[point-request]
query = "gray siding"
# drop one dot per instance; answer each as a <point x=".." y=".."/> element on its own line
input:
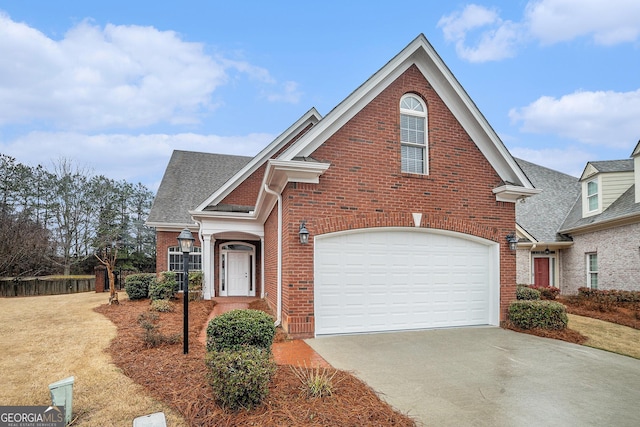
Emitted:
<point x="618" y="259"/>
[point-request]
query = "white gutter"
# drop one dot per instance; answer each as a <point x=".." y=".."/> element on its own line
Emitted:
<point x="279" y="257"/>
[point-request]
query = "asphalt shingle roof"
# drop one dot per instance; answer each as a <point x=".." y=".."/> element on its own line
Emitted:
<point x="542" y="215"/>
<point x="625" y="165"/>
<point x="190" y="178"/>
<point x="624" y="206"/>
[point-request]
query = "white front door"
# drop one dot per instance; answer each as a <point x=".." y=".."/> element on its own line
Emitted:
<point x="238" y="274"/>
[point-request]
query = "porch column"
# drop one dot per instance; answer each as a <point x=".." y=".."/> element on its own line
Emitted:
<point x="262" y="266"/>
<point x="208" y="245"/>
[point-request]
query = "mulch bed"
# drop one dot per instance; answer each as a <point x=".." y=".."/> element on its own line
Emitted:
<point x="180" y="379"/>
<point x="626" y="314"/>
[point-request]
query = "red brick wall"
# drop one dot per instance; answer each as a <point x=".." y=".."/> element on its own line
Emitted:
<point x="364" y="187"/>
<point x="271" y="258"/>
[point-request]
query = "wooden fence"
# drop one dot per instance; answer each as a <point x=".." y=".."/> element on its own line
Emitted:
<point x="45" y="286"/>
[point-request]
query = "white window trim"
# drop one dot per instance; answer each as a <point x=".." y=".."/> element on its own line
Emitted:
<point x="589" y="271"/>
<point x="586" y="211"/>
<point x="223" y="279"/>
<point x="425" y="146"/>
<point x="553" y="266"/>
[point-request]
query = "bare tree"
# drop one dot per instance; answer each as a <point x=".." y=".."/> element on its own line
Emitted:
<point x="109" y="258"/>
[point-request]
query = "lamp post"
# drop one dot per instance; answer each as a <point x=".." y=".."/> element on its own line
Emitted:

★ ★ ★ ★

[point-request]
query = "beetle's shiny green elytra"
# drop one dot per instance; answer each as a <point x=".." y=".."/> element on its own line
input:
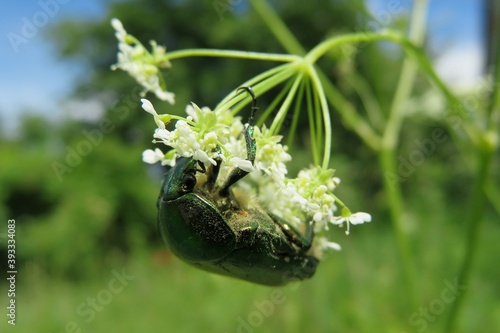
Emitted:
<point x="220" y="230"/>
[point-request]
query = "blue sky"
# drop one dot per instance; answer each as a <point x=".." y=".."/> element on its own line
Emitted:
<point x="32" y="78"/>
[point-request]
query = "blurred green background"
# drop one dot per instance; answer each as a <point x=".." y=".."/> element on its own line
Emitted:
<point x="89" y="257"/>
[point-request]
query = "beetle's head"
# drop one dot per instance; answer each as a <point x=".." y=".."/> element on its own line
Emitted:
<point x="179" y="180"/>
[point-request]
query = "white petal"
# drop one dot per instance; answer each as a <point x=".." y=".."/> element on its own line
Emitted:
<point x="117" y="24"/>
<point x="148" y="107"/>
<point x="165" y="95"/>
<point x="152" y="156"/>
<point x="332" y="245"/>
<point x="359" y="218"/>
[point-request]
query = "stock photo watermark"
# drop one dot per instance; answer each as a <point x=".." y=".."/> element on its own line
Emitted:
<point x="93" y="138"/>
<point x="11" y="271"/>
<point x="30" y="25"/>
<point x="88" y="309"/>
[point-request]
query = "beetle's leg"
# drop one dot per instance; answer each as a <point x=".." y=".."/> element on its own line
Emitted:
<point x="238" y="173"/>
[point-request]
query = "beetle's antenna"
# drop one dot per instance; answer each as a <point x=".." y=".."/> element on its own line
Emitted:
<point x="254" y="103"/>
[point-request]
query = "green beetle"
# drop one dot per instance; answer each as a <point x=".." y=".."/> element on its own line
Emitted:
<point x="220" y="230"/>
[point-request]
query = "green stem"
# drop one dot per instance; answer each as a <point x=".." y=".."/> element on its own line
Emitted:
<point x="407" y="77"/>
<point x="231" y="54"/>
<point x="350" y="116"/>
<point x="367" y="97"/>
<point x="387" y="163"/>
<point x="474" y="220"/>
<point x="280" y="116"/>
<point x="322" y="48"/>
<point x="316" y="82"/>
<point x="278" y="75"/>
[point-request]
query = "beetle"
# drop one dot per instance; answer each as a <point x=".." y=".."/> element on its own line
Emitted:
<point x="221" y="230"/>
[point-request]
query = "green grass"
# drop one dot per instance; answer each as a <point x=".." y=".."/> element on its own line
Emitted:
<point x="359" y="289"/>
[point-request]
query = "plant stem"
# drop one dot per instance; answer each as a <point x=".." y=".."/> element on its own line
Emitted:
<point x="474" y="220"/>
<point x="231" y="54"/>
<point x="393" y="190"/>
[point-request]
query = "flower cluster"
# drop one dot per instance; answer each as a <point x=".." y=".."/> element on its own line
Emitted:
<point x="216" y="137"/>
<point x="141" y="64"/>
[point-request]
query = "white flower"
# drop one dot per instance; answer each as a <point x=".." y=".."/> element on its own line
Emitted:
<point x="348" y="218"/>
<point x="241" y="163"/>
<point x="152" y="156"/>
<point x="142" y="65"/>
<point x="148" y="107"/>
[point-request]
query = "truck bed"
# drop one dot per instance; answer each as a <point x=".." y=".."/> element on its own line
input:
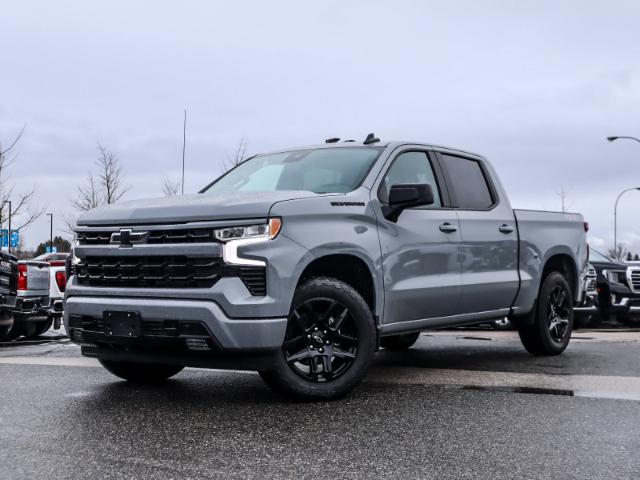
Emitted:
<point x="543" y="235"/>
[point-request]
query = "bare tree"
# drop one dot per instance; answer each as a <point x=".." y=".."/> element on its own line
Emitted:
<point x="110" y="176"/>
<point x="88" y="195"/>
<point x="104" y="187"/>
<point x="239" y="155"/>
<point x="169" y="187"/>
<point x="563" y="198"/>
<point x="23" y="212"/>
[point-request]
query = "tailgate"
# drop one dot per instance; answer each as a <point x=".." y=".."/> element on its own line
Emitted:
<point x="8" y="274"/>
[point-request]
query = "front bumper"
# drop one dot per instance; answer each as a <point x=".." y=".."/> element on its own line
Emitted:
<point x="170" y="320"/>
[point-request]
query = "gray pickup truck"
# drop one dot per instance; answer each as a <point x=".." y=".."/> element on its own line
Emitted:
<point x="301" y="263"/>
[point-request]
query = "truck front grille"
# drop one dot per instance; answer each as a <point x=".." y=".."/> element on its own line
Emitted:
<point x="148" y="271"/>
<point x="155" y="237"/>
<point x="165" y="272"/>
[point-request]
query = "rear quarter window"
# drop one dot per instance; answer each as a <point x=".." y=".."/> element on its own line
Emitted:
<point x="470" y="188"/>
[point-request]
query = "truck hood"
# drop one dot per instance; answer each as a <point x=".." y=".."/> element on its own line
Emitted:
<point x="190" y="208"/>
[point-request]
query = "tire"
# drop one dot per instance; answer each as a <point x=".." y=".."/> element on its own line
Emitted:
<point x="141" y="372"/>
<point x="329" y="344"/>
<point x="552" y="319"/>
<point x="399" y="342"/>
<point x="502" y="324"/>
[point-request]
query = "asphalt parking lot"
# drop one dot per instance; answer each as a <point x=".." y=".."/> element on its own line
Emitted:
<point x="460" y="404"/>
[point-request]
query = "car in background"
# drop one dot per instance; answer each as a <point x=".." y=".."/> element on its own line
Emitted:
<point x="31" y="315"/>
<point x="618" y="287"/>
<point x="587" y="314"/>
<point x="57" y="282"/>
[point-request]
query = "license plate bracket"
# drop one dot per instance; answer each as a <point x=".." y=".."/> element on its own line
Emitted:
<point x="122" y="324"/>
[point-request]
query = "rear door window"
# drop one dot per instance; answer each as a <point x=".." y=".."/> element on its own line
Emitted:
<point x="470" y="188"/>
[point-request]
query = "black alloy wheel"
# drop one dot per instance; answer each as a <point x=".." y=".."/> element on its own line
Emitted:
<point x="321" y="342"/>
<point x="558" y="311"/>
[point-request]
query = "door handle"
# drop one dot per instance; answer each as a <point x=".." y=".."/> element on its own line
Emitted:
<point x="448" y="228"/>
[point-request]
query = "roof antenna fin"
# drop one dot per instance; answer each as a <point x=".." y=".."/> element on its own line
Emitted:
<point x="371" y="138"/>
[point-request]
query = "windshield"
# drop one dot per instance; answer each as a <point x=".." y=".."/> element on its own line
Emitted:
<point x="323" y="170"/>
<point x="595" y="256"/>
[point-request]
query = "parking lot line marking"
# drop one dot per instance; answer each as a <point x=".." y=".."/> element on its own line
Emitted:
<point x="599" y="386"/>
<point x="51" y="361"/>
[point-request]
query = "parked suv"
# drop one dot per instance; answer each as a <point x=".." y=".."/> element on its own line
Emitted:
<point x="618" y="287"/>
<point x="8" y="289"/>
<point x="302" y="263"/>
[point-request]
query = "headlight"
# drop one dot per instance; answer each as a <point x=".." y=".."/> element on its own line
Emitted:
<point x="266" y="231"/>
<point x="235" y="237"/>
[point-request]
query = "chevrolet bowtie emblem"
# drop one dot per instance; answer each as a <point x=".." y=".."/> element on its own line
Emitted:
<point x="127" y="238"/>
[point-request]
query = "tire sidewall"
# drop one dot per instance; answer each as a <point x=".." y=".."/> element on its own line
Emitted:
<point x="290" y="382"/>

★ ★ ★ ★

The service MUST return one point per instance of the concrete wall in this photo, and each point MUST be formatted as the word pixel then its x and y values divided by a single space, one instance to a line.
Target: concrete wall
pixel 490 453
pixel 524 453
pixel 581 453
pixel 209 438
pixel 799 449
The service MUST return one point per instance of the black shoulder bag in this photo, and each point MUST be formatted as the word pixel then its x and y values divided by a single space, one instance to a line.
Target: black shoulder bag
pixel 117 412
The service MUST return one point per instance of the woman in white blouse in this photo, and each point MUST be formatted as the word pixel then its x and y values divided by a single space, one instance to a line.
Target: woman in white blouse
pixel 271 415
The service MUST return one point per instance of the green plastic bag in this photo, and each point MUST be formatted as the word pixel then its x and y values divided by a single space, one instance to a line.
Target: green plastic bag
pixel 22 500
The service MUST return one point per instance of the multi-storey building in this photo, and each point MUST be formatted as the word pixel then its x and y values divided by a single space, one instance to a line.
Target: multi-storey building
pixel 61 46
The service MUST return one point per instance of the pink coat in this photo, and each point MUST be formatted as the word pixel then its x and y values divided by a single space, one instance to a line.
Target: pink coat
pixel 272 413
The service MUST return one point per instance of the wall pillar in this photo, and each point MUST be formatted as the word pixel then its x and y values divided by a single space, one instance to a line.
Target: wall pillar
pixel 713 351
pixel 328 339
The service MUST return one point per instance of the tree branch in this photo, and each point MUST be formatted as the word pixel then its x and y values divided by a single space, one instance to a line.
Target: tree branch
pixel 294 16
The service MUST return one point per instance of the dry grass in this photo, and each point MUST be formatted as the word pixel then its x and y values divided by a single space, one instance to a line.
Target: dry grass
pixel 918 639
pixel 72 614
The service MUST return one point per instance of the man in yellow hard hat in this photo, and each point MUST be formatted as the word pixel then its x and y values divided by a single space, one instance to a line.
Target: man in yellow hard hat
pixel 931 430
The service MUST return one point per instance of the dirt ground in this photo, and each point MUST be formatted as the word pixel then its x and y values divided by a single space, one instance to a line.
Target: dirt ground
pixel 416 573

★ ★ ★ ★

- WORK ORDER: Wherever the string "flower" occurs in the entries, copy that whole line.

- RESPONSE BELOW:
query = "flower cluster"
query = "white flower"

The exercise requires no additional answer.